Items listed in a dataset —
────────

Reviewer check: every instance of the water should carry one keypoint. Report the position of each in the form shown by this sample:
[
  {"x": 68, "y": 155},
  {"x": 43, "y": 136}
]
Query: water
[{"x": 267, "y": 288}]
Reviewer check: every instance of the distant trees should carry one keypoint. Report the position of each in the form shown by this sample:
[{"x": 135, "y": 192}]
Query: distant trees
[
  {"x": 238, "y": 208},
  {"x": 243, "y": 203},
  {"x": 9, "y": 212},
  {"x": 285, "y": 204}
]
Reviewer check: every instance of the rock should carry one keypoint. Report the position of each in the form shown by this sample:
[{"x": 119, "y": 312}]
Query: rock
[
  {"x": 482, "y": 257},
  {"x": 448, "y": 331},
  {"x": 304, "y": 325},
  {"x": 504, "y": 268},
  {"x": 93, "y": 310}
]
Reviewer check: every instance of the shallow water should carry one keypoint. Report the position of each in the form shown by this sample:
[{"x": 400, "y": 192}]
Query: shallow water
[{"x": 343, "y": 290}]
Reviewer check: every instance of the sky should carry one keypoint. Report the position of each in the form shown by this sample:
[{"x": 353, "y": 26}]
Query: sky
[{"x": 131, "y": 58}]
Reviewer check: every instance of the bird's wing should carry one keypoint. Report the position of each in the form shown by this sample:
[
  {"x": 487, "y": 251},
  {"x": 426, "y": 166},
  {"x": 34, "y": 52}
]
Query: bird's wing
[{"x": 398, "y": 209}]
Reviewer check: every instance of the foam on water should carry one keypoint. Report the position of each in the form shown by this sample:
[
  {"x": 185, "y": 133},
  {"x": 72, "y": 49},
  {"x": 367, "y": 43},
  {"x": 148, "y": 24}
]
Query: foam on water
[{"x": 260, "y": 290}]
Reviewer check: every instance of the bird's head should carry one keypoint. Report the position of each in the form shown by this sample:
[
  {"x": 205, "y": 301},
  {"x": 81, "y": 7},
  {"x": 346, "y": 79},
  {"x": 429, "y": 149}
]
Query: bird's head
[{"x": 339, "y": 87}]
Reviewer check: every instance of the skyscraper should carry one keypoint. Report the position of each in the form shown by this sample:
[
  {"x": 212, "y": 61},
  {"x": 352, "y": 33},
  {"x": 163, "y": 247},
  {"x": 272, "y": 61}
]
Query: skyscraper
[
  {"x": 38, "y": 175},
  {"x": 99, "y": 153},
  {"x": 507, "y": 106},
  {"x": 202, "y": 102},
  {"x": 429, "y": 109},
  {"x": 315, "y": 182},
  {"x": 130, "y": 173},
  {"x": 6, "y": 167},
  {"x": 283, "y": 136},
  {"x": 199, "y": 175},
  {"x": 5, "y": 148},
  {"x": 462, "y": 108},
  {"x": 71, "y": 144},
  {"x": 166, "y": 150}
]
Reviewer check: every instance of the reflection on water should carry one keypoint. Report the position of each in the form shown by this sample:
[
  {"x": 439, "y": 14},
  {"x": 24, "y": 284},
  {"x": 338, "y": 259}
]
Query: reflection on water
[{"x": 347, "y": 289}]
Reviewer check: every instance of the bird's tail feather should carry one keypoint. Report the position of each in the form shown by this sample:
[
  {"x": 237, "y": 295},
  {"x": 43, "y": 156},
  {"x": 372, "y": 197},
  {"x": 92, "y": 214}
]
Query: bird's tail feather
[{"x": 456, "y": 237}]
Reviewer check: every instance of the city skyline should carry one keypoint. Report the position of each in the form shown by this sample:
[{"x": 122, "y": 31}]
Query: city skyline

────────

EXERCISE AIM — Can you format every line of the material above as a numbered list, omitting any blank lines?

SOLUTION FOR THIS TASK —
1. Reviewer check: every instance of the water should carry one keypoint. Report the position of each in the form shown by this sample:
2. [
3.   {"x": 68, "y": 155},
4.   {"x": 43, "y": 136}
5. ]
6. Query: water
7. [{"x": 267, "y": 288}]
8. Reviewer check: every instance of the distant trees should carry one keypoint. Report the position of each in the form shown by this sample:
9. [{"x": 135, "y": 192}]
10. Query: distant trees
11. [
12.   {"x": 238, "y": 208},
13.   {"x": 243, "y": 203},
14.   {"x": 9, "y": 212},
15.   {"x": 285, "y": 204}
16. ]
17. Reviewer check: every instance of the rock should carry one keypoint. Report the position of each in the form shown by this sample:
18. [{"x": 119, "y": 312}]
19. Query: rock
20. [
21.   {"x": 482, "y": 257},
22.   {"x": 448, "y": 331},
23.   {"x": 304, "y": 325},
24.   {"x": 504, "y": 268},
25.   {"x": 93, "y": 310}
26. ]
27. Reviewer check: every instance of the shallow water should carry one keypoint. Report the position of each in the form shown by this sample:
28. [{"x": 400, "y": 192}]
29. Query: shallow water
30. [{"x": 343, "y": 290}]
31. Reviewer check: every instance of the sky should carry one keypoint. Report the position of each in the form shown by this sample:
32. [{"x": 353, "y": 26}]
33. Query: sky
34. [{"x": 131, "y": 58}]
35. Reviewer check: every instance of the bird's wing should carry one keypoint. Report the position of each in the form shown by this sample:
36. [
37.   {"x": 487, "y": 251},
38.   {"x": 426, "y": 166},
39.   {"x": 34, "y": 52}
40. ]
41. Query: bird's wing
42. [{"x": 398, "y": 209}]
43. Reviewer check: every instance of the foam on water should carry one keypoint. Report the position of each in the form shown by this sample:
44. [
45.   {"x": 185, "y": 133},
46.   {"x": 72, "y": 49},
47.   {"x": 367, "y": 43},
48.   {"x": 148, "y": 24}
49. ]
50. Query: foam on water
51. [{"x": 260, "y": 290}]
52. Reviewer check: every instance of the bird's head should carry one keypoint. Report the position of each in the form shown by this sample:
53. [
54.   {"x": 205, "y": 301},
55.   {"x": 81, "y": 7},
56.   {"x": 346, "y": 79},
57.   {"x": 429, "y": 149}
58. ]
59. Query: bird's head
60. [{"x": 339, "y": 87}]
61. Reviewer check: every instance of the skyscraper should carry one keypoint. Report the position of each in the form shown by this sample:
62. [
63.   {"x": 212, "y": 61},
64.   {"x": 352, "y": 33},
65.   {"x": 163, "y": 247},
66.   {"x": 272, "y": 61}
67. ]
68. Query: skyscraper
69. [
70.   {"x": 38, "y": 175},
71.   {"x": 99, "y": 153},
72.   {"x": 507, "y": 106},
73.   {"x": 202, "y": 102},
74.   {"x": 429, "y": 109},
75.   {"x": 315, "y": 182},
76.   {"x": 130, "y": 173},
77.   {"x": 6, "y": 167},
78.   {"x": 283, "y": 136},
79.   {"x": 199, "y": 175},
80.   {"x": 5, "y": 148},
81.   {"x": 462, "y": 108},
82.   {"x": 71, "y": 144},
83.   {"x": 166, "y": 150}
84. ]
85. Reviewer check: every instance of the reflection on water should carry one keypoint. Report the position of each in the form shown by this sample:
86. [
87.   {"x": 439, "y": 14},
88.   {"x": 24, "y": 284},
89.   {"x": 338, "y": 259}
90. ]
91. Query: reflection on water
92. [{"x": 347, "y": 289}]
93. Reviewer check: every instance of the bird's tail feather should carry one keypoint. Report the position of each in the form shown by this sample:
94. [
95.   {"x": 237, "y": 295},
96.   {"x": 43, "y": 156},
97.   {"x": 372, "y": 197},
98.   {"x": 92, "y": 214}
99. ]
100. Query: bird's tail feather
101. [{"x": 456, "y": 237}]
102. Reviewer check: every instance of the city skyline should carry one keypoint. Report the position of each in the form shown by this sample:
103. [{"x": 122, "y": 31}]
104. Query: city skyline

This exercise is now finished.